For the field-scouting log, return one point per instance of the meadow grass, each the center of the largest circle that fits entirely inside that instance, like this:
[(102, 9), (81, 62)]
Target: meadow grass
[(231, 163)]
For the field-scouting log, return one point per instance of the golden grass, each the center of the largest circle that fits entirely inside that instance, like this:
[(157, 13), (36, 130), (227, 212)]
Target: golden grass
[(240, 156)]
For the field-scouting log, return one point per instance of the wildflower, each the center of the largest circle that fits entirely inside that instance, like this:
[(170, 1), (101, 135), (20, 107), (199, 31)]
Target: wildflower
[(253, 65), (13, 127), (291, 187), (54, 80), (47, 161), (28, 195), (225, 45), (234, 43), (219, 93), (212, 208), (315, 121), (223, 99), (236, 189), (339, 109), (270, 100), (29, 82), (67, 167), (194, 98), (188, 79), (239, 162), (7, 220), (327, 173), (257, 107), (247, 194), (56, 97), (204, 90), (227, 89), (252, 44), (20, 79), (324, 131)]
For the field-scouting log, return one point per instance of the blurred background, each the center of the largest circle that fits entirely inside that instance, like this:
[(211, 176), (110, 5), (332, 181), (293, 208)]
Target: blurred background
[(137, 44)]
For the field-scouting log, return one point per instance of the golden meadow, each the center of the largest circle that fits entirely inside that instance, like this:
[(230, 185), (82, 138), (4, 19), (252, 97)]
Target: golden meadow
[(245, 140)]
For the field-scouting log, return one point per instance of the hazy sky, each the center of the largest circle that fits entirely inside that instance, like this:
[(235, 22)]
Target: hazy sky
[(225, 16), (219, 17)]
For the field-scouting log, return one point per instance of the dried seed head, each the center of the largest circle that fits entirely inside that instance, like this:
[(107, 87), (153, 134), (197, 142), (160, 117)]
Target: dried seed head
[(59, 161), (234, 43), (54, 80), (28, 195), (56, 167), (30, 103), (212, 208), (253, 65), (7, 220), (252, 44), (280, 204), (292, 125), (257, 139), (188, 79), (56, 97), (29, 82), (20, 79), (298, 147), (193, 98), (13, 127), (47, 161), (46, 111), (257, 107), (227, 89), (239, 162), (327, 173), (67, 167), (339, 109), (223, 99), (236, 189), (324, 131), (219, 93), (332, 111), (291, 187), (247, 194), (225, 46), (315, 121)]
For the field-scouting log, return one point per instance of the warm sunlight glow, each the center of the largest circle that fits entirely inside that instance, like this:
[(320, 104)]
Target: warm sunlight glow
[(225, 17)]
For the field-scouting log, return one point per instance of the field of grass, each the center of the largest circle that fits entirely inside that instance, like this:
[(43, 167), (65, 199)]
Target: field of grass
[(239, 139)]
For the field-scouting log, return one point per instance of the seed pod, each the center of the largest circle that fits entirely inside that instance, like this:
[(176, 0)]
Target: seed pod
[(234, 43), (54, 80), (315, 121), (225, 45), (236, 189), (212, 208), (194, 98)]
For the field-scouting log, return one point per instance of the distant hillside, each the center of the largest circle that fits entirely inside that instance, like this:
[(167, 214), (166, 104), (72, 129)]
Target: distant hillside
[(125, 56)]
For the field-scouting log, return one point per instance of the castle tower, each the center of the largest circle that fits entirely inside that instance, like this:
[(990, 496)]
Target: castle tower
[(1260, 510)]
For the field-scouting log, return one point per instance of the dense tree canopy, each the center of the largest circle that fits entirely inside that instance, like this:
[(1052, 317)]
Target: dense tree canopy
········
STATED PROBLEM: Repeat all the records. Match each line exactly.

FINAL RESULT:
For the field-scouting log, return one point per instance of the meadow grass, each the center of the largest circle that fits entirely inside that instance, like this:
[(102, 9), (81, 62)]
Target: meadow grass
[(231, 163)]
For the field-scouting log, return one point per instance of the golden grass, each the center of the largest circle that fits entirely inside that instance, like this:
[(157, 13), (36, 130), (227, 212)]
Target: golden grass
[(240, 156)]
For the field-scouting log, return one point per instance of the wildflower, each the center of the largest circle that fits entirely inside that instance, like this:
[(170, 1), (101, 135), (20, 107), (199, 31)]
Target: wildflower
[(253, 65), (13, 127), (291, 187), (54, 80), (47, 161), (28, 195), (225, 45), (234, 43), (219, 93), (212, 208), (315, 121), (223, 99), (236, 189), (339, 109), (270, 100), (29, 82), (67, 167), (194, 98), (188, 79), (239, 162), (7, 220), (327, 173), (257, 107), (247, 194), (56, 97), (204, 90), (227, 89), (252, 44), (20, 79), (324, 131)]
For the field-scouting log, return one point per instance of the blurred background, each the center of the largest circle that fits entirely inside that instance, like this:
[(211, 176), (110, 5), (332, 181), (293, 208)]
Target: blurred background
[(137, 44)]
For the field-scouting log, return one point per instance of the golden meadow, each the center of the largest circle that fits entirely inside that instance, like this:
[(230, 185), (82, 138), (4, 19), (252, 97)]
Target: golden meadow
[(245, 140)]
For the field-scouting log, return one point per instance of the hazy sky, each the center of the largest circle that fits entirely inside that instance, like this:
[(235, 22)]
Target: hazy sky
[(225, 16), (219, 17)]
For the field-scouting log, return one point per instance of the dried seed head, each the center of the largest circle that fits entirely inside that instance, like this:
[(107, 87), (153, 134), (197, 142), (160, 117)]
Target: dried seed head
[(59, 161), (234, 43), (54, 80), (28, 195), (56, 167), (30, 103), (212, 208), (253, 65), (7, 220), (252, 44), (280, 204), (292, 125), (257, 139), (188, 79), (56, 97), (29, 82), (20, 79), (298, 147), (193, 98), (13, 127), (47, 161), (46, 111), (257, 107), (227, 89), (239, 162), (327, 173), (67, 167), (339, 109), (223, 99), (236, 189), (324, 131), (219, 93), (332, 111), (291, 187), (247, 194), (225, 46), (315, 121)]
For the field-scouting log, return one point per instance of the warm sunlight glow, each the center of the largest circle that fits entirely inside that instance, like this:
[(320, 104)]
Target: warm sunlight glow
[(225, 17)]
For the field-scouting log, return one point per instance of the field of grass, each the center of the largest circle that fits entirely inside that instance, like this:
[(43, 167), (65, 199)]
Target: field of grass
[(239, 139)]
For the field-scouting log, return one point per instance of the seed pod, each the center of the largest circle that fits entirely inside that instance, like this:
[(176, 0)]
Target: seed pod
[(234, 43), (54, 80), (315, 121), (225, 45), (236, 189), (212, 208), (194, 98)]
For the field-scouting log, return one point per instance of the distant hillside, each the center of the largest circle that fits entirely inside that instance, like this:
[(167, 214), (166, 104), (72, 129)]
Target: distant hillside
[(125, 56)]
For the field-scouting log, return one point per instance of the castle tower, each the center of the largest circle that fits entirely inside that instance, like this:
[(990, 496)]
Target: castle tower
[(1260, 510)]
For the field-scouting log, return one point per instance of the dense tree canopy, each the center of the largest circle that fits entirely inside that instance, like this:
[(1052, 317)]
Target: dense tree canopy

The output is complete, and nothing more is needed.